_TASKS AND EXERCISES:_
1. According to the film review, how long ago did "Fahrenheit 9/11" arrive in the UK?
2. Please count the lines of the entries that contain the string "pedestrian", with case counting, and give only the number.

_SOURCE DOCUMENT:_
════════════════

It is some 14 months since Michael Moore’s controversial feature film “Fahrenheit 9/11” arrived in the UK to a mixed reaction from people from all across the political spectrum. While sympathetic commentators lauded Moore’s attempts to awaken a nation sleepwalking into a disastrous war on Iraq, mainstream criticisms were characterised by an appalling crassness, with Moore dismissed as a hypocrite for, among other things, being overweight, being himself an American, making money from his work, and owning a home. Few on either side deigned fit to indulge in a critical appraisal of Moore’s work and its ultimate value to those wishing to oust the Bush/Cheney regime in Washington.

Moore’s reputation as a serious documentary film-maker is not in question - many friends of mine who hated “Fahrenheit 9/11” are quick to add that the critically-acclaimed “Bowling for Columbine” was a superb film. And there are parts of “Fahrenheit” which are lucid, intelligent and informative - the study of military recruiting officers in poor districts draws attention to the sort of conscription-by-economic-duress which gives the US Army such endless human resources. However, the film’s informative benefits are overshadowed by an obtuse style which undermines the credibility of the argument. It is certainly in everyone’s interests that a hitherto insular and under informed US mainstream better understands the nature of its own government, it does not follow that incoherent montages, semi-ironic scary narration and personalised ridicule constitute an appropriate medium for such a dialogue.

There are moments of distinct poor taste in the film, such as when Moore, with the use of a series of short cartoon clips, pours scorn on the other nations in Bush’s coalition, apparently for their lack of international standing (Britain is explicably left out of the list). In this connection there is an issue as to whether the offer of substantial bribes to the heads of some questionable, otherwise uninterested regimes in exchange the lives of their young men as a fig leaf for American credibility constitutes a sort of trade in human flesh, but this was not considered. The use of interviews with recently-bereaved families of American soldiers is arguably morally questionable, and is certainly in these circumstances critically indefensible, as loss of American life is of only limited relevance to the intellectual argument about the merits of this war. And all the while there are the unnecessary close-ups of the President, and a personality-centric style that recalls the worst excesses of the mainstream media themselves.

════════════════

Data pulled from a collection:
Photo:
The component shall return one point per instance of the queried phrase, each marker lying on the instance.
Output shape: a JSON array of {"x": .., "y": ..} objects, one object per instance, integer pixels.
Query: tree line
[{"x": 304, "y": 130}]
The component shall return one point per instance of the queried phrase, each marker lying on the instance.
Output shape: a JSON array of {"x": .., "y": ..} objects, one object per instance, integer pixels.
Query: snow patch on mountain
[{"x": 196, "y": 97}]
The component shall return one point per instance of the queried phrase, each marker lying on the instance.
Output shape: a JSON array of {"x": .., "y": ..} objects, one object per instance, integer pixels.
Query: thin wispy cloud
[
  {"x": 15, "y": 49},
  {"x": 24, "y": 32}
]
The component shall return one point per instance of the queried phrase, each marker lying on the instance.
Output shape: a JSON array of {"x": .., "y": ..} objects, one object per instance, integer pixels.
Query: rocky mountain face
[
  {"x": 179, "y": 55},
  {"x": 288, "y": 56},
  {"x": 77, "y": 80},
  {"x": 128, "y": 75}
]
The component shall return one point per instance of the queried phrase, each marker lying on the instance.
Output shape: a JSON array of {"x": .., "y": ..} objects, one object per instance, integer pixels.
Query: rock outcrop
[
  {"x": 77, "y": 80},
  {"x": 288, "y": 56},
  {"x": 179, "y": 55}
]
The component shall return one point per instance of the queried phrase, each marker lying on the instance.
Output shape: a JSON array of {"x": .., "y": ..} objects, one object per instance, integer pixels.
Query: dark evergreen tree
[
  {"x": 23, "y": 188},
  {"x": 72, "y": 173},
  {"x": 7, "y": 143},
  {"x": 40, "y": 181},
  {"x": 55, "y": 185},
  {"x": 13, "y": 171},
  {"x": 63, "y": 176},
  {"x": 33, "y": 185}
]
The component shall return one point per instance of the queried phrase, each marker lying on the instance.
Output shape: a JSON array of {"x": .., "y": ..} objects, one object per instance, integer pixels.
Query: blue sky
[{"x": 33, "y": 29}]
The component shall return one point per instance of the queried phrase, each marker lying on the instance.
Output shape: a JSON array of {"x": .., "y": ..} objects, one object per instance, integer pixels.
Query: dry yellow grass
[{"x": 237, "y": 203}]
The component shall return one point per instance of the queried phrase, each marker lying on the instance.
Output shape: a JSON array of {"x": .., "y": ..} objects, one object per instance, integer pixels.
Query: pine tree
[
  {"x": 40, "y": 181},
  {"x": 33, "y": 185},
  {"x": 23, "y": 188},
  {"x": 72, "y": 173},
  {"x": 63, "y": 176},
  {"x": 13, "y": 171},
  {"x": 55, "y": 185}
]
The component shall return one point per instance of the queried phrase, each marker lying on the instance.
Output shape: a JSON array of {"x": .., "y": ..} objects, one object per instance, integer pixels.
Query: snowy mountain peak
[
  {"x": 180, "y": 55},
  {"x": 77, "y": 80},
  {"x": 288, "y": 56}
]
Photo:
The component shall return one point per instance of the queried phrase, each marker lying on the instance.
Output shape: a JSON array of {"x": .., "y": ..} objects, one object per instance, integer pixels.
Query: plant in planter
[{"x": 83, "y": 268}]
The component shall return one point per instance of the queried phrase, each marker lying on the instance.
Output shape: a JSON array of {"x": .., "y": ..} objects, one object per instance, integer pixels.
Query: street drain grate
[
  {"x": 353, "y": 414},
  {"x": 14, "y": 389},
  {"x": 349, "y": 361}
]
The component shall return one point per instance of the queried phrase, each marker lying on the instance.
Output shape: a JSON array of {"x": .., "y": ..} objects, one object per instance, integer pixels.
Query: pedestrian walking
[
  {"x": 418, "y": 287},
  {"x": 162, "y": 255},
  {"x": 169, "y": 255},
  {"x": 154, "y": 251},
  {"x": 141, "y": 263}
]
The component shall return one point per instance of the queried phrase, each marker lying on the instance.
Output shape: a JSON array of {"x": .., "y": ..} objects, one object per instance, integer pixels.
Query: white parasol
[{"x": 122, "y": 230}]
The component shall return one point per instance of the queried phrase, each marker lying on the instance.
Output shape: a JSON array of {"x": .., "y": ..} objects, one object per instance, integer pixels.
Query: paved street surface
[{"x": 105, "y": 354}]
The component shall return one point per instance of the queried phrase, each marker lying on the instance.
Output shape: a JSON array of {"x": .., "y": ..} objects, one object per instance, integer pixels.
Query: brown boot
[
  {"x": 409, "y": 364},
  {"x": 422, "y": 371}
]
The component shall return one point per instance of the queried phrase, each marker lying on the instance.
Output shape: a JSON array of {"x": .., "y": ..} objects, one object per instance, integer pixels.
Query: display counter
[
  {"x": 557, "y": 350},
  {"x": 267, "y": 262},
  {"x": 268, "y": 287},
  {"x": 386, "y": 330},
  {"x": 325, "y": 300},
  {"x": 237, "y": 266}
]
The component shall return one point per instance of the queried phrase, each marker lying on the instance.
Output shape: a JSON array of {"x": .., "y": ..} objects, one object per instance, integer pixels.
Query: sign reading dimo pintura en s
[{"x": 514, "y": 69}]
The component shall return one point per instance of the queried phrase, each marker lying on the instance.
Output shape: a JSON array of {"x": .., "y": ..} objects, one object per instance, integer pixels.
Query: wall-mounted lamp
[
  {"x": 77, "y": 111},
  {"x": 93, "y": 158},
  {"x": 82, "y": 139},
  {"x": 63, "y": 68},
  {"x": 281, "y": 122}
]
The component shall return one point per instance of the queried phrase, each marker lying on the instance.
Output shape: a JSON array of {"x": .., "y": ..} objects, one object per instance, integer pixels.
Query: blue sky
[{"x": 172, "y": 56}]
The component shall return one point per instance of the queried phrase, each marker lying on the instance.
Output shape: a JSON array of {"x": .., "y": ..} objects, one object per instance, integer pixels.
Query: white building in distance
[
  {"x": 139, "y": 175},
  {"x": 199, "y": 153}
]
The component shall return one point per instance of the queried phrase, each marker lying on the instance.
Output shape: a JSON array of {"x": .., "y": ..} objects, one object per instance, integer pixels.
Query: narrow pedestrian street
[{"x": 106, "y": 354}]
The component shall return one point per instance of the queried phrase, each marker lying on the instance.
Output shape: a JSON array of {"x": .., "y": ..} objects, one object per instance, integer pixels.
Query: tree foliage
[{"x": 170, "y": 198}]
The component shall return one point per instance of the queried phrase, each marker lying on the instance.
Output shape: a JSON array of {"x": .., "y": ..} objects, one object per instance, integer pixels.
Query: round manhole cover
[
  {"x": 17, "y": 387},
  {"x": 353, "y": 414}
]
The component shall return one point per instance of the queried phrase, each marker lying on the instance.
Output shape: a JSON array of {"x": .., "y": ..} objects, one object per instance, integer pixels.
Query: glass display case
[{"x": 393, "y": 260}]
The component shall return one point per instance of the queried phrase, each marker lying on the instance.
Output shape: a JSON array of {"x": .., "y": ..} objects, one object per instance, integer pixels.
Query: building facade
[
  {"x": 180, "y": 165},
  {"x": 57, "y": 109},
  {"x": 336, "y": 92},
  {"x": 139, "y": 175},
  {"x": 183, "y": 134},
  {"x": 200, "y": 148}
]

════════════════

_ANSWER LIST:_
1. Some 14 months ago.

2. 2